* **SET PROBLEM**
Rewrite the data below, changing every "matching instance" to "match" and leaving everything else unchanged.

──────── EXCERPTED DATA

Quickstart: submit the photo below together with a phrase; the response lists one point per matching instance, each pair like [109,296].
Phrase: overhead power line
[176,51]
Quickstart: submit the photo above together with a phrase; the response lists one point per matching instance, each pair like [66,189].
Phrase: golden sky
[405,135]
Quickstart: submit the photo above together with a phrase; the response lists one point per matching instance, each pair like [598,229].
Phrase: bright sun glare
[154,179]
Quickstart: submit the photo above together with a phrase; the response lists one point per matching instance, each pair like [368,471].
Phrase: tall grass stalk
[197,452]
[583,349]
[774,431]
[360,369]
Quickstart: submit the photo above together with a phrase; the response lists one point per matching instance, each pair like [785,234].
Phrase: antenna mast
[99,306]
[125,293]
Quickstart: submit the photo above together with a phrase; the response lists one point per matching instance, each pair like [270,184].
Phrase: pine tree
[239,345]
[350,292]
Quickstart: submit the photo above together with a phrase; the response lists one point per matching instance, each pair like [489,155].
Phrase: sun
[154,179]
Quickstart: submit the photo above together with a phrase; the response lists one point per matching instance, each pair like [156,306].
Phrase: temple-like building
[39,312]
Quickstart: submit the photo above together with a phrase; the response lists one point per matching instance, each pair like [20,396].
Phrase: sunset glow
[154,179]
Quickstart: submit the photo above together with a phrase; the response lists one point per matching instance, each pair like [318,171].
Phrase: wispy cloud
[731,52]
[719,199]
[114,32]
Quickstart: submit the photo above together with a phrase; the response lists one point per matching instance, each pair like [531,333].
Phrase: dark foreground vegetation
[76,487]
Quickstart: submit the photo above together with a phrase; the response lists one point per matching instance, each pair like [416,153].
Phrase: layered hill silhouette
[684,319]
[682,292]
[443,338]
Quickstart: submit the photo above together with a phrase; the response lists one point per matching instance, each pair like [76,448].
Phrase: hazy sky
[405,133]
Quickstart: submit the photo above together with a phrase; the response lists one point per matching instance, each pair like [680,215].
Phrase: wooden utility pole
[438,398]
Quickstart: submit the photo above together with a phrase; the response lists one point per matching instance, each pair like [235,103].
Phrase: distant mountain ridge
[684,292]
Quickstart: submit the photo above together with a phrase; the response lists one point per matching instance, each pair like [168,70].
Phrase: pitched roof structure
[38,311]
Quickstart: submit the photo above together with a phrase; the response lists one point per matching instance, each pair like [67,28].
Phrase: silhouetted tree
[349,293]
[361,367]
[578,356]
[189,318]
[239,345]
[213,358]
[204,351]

────────────────

* **REPLY**
Quickstart: submit the photo below together with a phrase; the response lists one point per match, each pair like [109,296].
Phrase: overhead power line
[176,51]
Quickstart: submit the photo above together with a phrase; the response lists one point per match, each pair like [66,189].
Phrase: golden sky
[405,135]
Quickstart: submit the photo above together with a phrase; the response lists one point per match, each pair like [598,229].
Phrase: bright sun glare
[154,179]
Quickstart: submit the photo above together with a phrase; the response lists one point per match, each pair like [368,471].
Phrase: tall grass stalk
[197,452]
[583,349]
[774,431]
[360,369]
Quickstart: submit the photo above together with a phrase; the response lists one point per match, each pair like [785,234].
Phrase: antenna mast
[99,306]
[125,293]
Quickstart: submit the photo above together with a phrase; the response lists one point per match, each pair like [270,184].
Phrase: pine tree
[239,345]
[350,292]
Quickstart: submit the photo above together with a phrase; the response lists one point per match, each pair like [489,155].
Phrase: sun
[154,179]
Quickstart: submit the photo above together with a phrase; the response lists one point per match, each pair like [156,306].
Phrase: temple-like building
[39,312]
Quickstart: submit the photo above together with a phrase; the response lists one point per match, each pair like [20,396].
Phrase: sunset glow
[154,179]
Quickstart: submit the photo above together with a phrase; the response lists one point per match, each pair like [318,171].
Phrase: wispy cloud
[731,52]
[719,199]
[114,32]
Quickstart: submit the photo above together with a phrase; the response lists one point per match, each pair like [531,333].
Phrase: dark foreground vegetation
[76,487]
Quickstart: submit the photo above together with a phrase; the response lists one point per match, each pair like [416,153].
Phrase: layered hill silhouette
[684,319]
[682,292]
[443,338]
Quickstart: submit the photo above together with a phrase; the response lists one point per match, each pair like [76,448].
Phrase: hazy sky
[405,133]
Quickstart: submit the photo above together with a phrase; the response lists one point per match, each pair like [680,215].
Phrase: wooden utility pole
[438,398]
Quickstart: submit the photo above together with a phrase; the response lists one point per match, each pair like [235,103].
Phrase: distant mountain ridge
[684,292]
Quickstart: submit the photo above together with a phrase; the response lists one point per match, each pair like [168,70].
Phrase: pitched roof structure
[38,311]
Quickstart: submit the photo above together with a phrase; the response lists one point per match, each pair like [67,28].
Phrase: silhouetted tree
[349,293]
[361,367]
[578,356]
[189,318]
[239,345]
[213,358]
[204,351]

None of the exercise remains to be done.